- Dataset excerpt -
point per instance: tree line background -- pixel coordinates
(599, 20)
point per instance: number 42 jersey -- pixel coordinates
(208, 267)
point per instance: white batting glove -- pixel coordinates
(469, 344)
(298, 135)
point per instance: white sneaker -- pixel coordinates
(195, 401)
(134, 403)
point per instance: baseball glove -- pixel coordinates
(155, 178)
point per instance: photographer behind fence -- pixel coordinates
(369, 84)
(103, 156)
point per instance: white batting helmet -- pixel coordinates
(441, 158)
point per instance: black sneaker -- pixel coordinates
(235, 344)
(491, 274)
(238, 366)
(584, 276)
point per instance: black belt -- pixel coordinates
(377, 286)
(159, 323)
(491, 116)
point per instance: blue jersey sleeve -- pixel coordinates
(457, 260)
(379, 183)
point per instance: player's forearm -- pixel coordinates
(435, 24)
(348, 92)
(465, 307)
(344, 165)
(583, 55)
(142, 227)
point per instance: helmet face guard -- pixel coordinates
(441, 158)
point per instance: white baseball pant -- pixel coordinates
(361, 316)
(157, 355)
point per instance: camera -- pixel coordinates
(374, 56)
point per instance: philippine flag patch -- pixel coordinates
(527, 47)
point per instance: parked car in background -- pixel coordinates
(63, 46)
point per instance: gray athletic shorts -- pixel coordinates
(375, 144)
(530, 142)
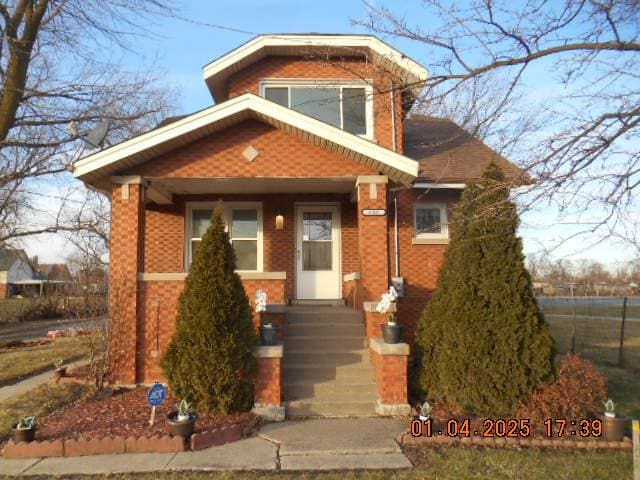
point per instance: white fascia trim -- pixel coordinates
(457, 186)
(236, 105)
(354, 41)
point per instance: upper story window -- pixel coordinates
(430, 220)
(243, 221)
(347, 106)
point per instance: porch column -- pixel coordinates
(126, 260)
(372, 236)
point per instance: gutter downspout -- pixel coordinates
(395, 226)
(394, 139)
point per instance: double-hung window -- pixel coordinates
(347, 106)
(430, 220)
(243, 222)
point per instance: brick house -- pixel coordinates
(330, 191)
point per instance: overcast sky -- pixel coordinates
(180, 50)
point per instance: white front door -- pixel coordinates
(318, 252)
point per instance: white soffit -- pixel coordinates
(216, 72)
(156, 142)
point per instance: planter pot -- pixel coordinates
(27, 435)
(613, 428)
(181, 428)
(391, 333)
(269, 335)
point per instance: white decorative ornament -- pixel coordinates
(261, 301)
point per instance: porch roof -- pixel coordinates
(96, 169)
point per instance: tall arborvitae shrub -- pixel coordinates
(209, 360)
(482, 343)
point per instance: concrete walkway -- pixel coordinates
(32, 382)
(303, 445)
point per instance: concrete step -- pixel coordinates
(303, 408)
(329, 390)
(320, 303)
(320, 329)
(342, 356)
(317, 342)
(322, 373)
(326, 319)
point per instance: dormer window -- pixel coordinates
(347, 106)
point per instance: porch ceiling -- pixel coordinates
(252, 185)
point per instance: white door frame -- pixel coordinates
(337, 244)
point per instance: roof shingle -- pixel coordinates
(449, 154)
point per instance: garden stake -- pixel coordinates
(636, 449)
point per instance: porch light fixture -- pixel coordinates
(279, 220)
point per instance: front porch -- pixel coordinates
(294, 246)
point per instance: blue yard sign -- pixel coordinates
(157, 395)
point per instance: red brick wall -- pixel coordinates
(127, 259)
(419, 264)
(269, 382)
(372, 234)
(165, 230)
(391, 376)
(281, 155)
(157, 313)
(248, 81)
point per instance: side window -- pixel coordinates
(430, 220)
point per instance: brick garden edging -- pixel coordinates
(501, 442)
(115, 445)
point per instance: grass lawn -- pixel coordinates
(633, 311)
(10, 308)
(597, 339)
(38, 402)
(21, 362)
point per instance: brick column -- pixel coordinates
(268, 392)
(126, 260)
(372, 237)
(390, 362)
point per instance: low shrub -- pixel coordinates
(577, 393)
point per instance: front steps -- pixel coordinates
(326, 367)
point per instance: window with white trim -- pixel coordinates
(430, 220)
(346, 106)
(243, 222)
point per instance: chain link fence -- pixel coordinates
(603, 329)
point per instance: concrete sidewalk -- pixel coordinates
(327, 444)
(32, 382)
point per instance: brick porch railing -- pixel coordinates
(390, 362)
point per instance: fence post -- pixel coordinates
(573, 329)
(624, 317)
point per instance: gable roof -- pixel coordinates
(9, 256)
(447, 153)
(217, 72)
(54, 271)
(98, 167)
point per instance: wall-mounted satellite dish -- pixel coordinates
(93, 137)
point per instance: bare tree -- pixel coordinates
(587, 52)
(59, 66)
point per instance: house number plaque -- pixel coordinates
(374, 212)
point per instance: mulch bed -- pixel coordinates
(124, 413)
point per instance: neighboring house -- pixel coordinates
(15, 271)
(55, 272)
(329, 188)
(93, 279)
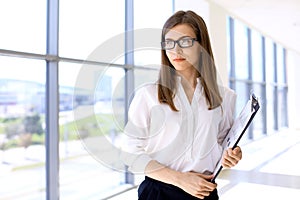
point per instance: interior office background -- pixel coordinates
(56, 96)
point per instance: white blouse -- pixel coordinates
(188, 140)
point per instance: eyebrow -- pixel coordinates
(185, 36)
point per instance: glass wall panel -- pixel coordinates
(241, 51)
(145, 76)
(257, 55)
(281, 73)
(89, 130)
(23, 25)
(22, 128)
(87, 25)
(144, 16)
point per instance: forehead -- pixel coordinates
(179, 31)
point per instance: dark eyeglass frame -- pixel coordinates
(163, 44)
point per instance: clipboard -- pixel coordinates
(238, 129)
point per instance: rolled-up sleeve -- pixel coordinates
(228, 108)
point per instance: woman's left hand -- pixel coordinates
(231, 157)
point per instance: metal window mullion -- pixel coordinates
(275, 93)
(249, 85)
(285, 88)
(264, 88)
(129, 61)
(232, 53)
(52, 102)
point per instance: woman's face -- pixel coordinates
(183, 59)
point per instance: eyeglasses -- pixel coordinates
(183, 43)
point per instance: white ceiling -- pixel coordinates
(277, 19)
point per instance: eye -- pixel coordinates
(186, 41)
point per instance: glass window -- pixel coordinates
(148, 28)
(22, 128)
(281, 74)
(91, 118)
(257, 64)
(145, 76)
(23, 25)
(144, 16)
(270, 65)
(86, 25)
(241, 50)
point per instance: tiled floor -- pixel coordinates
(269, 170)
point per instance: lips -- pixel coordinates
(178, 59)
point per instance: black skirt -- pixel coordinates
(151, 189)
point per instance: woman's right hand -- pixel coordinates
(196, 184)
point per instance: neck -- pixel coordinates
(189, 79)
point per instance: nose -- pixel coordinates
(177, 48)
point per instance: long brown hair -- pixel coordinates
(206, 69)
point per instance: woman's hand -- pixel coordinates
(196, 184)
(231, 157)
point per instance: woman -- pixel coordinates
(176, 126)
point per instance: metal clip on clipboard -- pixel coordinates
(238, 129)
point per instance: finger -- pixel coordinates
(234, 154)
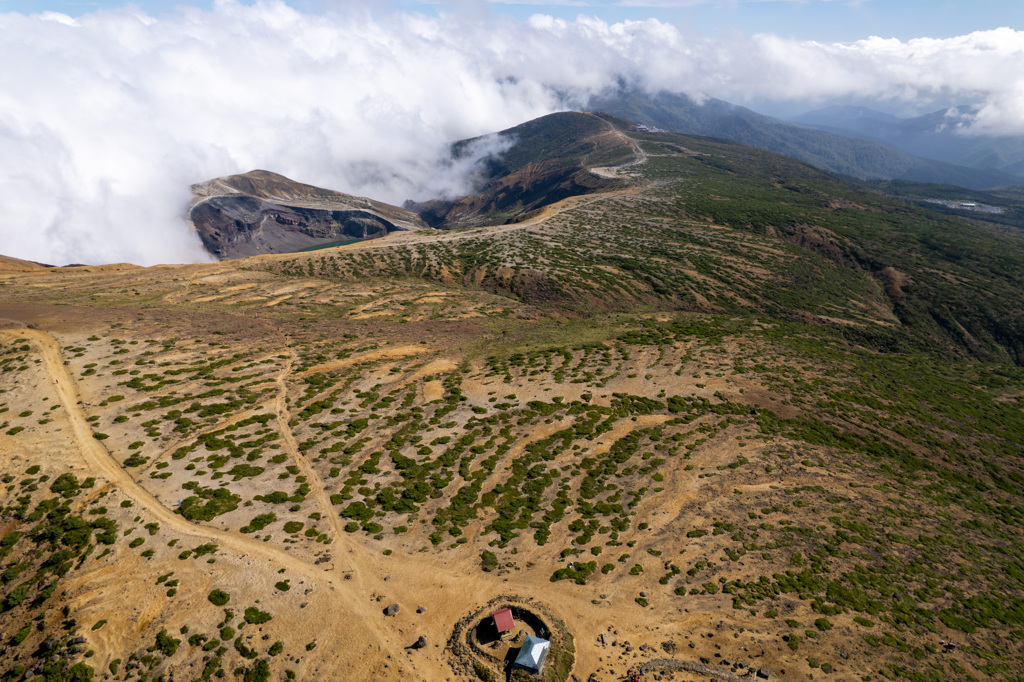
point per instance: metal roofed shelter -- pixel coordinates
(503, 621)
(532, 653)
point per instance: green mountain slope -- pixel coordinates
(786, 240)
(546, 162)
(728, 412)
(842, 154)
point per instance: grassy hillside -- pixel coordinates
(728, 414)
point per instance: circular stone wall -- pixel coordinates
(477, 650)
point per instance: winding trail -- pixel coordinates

- DIRECTION -
Copy out each record shown above without alteration, skipping any picture.

- SOLUTION BELOW -
point per instance: tree line background -- pixel coordinates
(599, 20)
point per instance: number 42 jersey -- pixel coordinates
(208, 267)
point per instance: white batting glove -- pixel coordinates
(469, 344)
(298, 135)
point per instance: white sneaker -- pixel coordinates
(195, 401)
(134, 403)
point per instance: baseball glove -- pixel coordinates
(155, 178)
point per instance: photographer behind fence -- pixel coordinates
(369, 84)
(103, 156)
point per instance: white batting helmet -- pixel coordinates
(441, 158)
point per instance: black sneaker -- pixel coordinates
(235, 344)
(491, 274)
(238, 366)
(584, 276)
point per instance: black belt -- pixel coordinates
(377, 286)
(159, 323)
(491, 116)
point per instance: blue jersey sleeve -- pixel coordinates
(457, 260)
(379, 183)
point per instance: player's forearm -- pixel coordinates
(435, 24)
(348, 92)
(465, 307)
(344, 165)
(583, 55)
(142, 227)
point per instance: helmet face guard -- pixel coordinates
(441, 158)
point per instance: white baseball pant -- pixel coordinates
(361, 316)
(157, 355)
point per instance: camera -- pixel coordinates
(374, 56)
point per instance: philippine flag patch -- pixel coordinates
(527, 47)
point per instance: parked car in background -- pixel coordinates
(63, 46)
point per instance: gray athletic shorts -- pixel coordinates
(375, 144)
(530, 142)
point per instance: white fascia trim -- pixel coordinates
(457, 186)
(236, 105)
(354, 41)
point per instance: upper story window -- pixel coordinates
(430, 220)
(243, 221)
(347, 106)
point per instance: porch column -- pixel coordinates
(126, 260)
(372, 236)
point per instance: gutter downspout -- pixel coordinates
(395, 226)
(394, 139)
point per instance: double-hung window -- pixel coordinates
(347, 106)
(430, 220)
(243, 222)
point per instance: brick house -- pixel coordinates
(330, 191)
point per instance: overcast sky -- pixel coordinates
(180, 50)
point per instance: white front door -- pixel coordinates
(318, 252)
point per instance: white soffit -- pixel coordinates
(216, 72)
(156, 142)
point per instance: planter pot -- pixel coordinates
(27, 435)
(613, 428)
(181, 428)
(391, 333)
(269, 335)
point per instance: white decorative ornament -- pixel coordinates
(261, 301)
point per instance: porch roof -- pixel coordinates
(96, 169)
point per instance: tall arborvitae shrub -- pixel coordinates
(209, 360)
(482, 343)
point per instance: concrete walkway -- pixel coordinates
(32, 382)
(303, 445)
point per instance: concrete step -- pixel coordinates
(303, 408)
(329, 390)
(320, 303)
(320, 329)
(342, 356)
(317, 342)
(322, 373)
(326, 319)
point per instance: dormer window -- pixel coordinates
(347, 106)
point per instance: porch ceiling -- pixel coordinates
(252, 185)
point per instance: white door frame -- pixel coordinates
(337, 244)
point per instance: roof shingle -- pixel coordinates
(449, 154)
point per instance: garden stake -- pixel coordinates
(636, 449)
point per instance: porch light fixture -- pixel coordinates
(279, 220)
point per instance: front porch -- pixel coordinates
(294, 246)
point per instance: blue yard sign -- pixel coordinates
(157, 395)
point per instance: red brick wall -- pixel coordinates
(127, 259)
(419, 264)
(269, 382)
(372, 234)
(165, 230)
(391, 376)
(281, 155)
(157, 313)
(248, 81)
point per instance: side window -- pixel coordinates
(430, 220)
point per instance: brick garden edging -- pixel coordinates
(501, 442)
(115, 445)
point per instance: grass lawn -- pixel coordinates
(633, 311)
(10, 308)
(597, 339)
(38, 402)
(21, 362)
point per instance: brick column -- pixel coordinates
(268, 392)
(126, 260)
(372, 237)
(390, 362)
point per instance: low shrub -- pixel coordinates
(577, 393)
point per instance: front steps -- pixel coordinates
(326, 367)
point per instance: window with white trim -- pixel coordinates
(430, 220)
(346, 106)
(243, 222)
point per instance: chain link fence -- pixel coordinates
(603, 329)
point per instance: concrete sidewalk -- pixel coordinates
(327, 444)
(32, 382)
point per instance: brick porch railing -- pixel coordinates
(390, 362)
point per instance: fence post -- pixel coordinates
(573, 329)
(624, 317)
point per instance: gable roof -- pixel coordinates
(9, 256)
(447, 153)
(217, 72)
(54, 271)
(98, 167)
point per instance: wall-mounted satellite dish -- pixel coordinates
(93, 137)
point per instance: bare tree -- pixel coordinates
(587, 52)
(59, 66)
point per instance: house number plaque -- pixel coordinates
(374, 212)
point per instance: mulch bed -- pixel coordinates
(124, 413)
point per instance: neighboring house -- pixel coordinates
(15, 271)
(55, 272)
(329, 188)
(93, 279)
point per instance: interior office background -- pixel coordinates
(56, 96)
point per instance: white blouse -- pixel coordinates
(188, 140)
point per instance: eyebrow -- pixel coordinates
(185, 36)
point per instance: glass wall panel -- pixel coordinates
(241, 51)
(145, 76)
(257, 55)
(281, 73)
(89, 130)
(23, 25)
(22, 128)
(87, 25)
(144, 16)
point per instance: forehead -- pixel coordinates
(179, 31)
point per instance: dark eyeglass frame -- pixel coordinates
(163, 44)
point per instance: clipboard -- pixel coordinates
(238, 129)
point per instance: rolled-up sleeve -- pixel coordinates
(228, 108)
point per instance: woman's left hand -- pixel coordinates
(231, 157)
point per instance: metal window mullion -- pixel coordinates
(275, 93)
(249, 85)
(285, 88)
(264, 88)
(129, 61)
(232, 53)
(52, 102)
point per instance: woman's face -- pixel coordinates
(183, 59)
point per instance: eyeglasses -- pixel coordinates
(183, 43)
point per instance: white ceiling -- pixel coordinates
(277, 19)
point per instance: eye -- pixel coordinates
(186, 41)
point per instance: glass window -- pixel coordinates
(148, 28)
(22, 128)
(281, 74)
(91, 118)
(257, 64)
(145, 76)
(23, 25)
(144, 16)
(270, 65)
(86, 25)
(241, 50)
point per instance: tiled floor -- pixel coordinates
(269, 170)
point per instance: lips -- pixel coordinates
(178, 59)
point per instance: black skirt -- pixel coordinates
(151, 189)
point per instance: woman's right hand -- pixel coordinates
(196, 184)
point per instance: neck -- pixel coordinates
(189, 79)
point per instance: nose -- pixel coordinates
(177, 48)
point per instance: long brown hair -- pixel coordinates
(206, 69)
point per instance: woman's hand -- pixel coordinates
(196, 184)
(231, 157)
point per instance: woman -- pixel coordinates
(176, 126)
point per instance: metal clip on clipboard -- pixel coordinates
(238, 129)
point per instance: finger -- pixel coordinates
(234, 154)
point per instance: metal roofed shelter -- pixel coordinates
(503, 621)
(532, 653)
point per instance: green mountain slope -- pixel coordinates
(786, 240)
(546, 162)
(728, 412)
(842, 154)
point per instance: grassy hillside -- pixel coordinates
(728, 414)
point per instance: circular stone wall -- pixel coordinates
(477, 650)
point per instance: winding trail -- pixel coordinates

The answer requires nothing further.